**TASKS**
a - Could you update the passage of the Kenyan MP article starting at "Image credit Jorge" and ending at "passed without fail.", swapping "startling" for "surprising"?
b - Can you arrange the entries starting at the line that contains "hand. Write the coordinates, one line per instance." and ending at the line that contains "board. Write the coordinates, one line per instance." as a JSON list of strings, one string per line, with blank lines left out?

**DOCUMENT EXTRACT**
--------

The venality of the Kenyan MP

In Kenya, elected office does not represent a duty to represent ordinary citizens, but an opportunity for personal enrichment.

Image credit Jorge Láscar via Flickr CC BY 2.0

In July, Silvanus Osoro, the National Assembly Majority Whip in the Kenyan Parliament, made a startling remark: unguarded, he revealed to the press that he had bribed the opposition coalition MPs to stay away from voting for the crucial Financial Bill (2023) that the Kenya Kwanza coalition government wanted passed without fail.

The bill, which generated more heat than light, was first published on April 28, 2023. On June 22, its third reading, Parliament passed the bill for presidential assent.

It’s important to note that on its second reading, on June 14, 28 Orange Democratic Movement (ODM) Party members, the biggest party in the Azimio opposition coalition, voted for the bill, while 24 of its parliamentarians absconded, going against the wishes of coalition boss Raila Odinga. The absentee MPs played by the time-tested principle of plausible deniability.

--------

**AVAILABLE RECORDS**

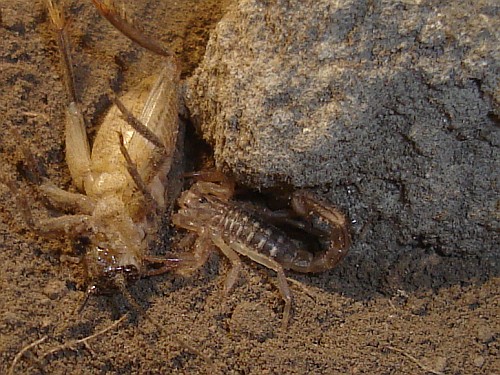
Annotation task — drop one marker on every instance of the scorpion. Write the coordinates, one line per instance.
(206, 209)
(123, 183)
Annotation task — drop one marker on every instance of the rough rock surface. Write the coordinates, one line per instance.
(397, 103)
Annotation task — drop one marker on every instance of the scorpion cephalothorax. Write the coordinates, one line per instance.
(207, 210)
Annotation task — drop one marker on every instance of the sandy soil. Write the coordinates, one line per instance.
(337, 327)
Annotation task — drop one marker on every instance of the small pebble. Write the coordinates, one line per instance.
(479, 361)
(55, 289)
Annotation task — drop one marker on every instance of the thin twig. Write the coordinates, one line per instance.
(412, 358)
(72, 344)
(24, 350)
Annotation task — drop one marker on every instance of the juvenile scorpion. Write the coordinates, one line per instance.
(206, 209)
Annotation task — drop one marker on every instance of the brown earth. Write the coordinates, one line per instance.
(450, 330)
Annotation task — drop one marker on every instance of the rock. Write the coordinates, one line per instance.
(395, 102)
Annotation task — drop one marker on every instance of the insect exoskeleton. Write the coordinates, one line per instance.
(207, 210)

--------

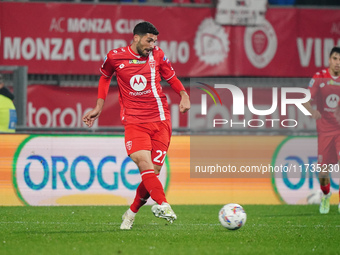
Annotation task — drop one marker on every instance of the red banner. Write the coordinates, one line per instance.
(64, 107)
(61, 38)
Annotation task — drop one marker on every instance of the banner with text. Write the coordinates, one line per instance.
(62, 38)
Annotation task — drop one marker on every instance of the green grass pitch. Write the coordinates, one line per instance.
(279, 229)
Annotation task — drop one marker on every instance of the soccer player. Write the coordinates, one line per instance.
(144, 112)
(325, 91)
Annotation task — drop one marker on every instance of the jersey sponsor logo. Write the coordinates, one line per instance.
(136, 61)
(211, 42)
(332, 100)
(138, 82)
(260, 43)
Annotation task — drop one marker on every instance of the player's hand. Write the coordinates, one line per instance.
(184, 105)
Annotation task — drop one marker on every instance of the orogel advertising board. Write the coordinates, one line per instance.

--------

**SOLUTIONS BELOW**
a -
Image credit Jorge Láscar via Flickr CC BY 2.0

In July, Silvanus Osoro, the National Assembly Majority Whip in the Kenyan Parliament, made a surprising remark: unguarded, he revealed to the press that he had bribed the opposition coalition MPs to stay away from voting for the crucial Financial Bill (2023) that the Kenya Kwanza coalition government wanted passed without fail.

b -
[
  "Annotation task — drop one marker on every instance of the player's hand. Write the coordinates, one line per instance.",
  "(184, 105)",
  "Annotation task — drop one marker on every instance of the orogel advertising board. Write the coordinates, one line per instance."
]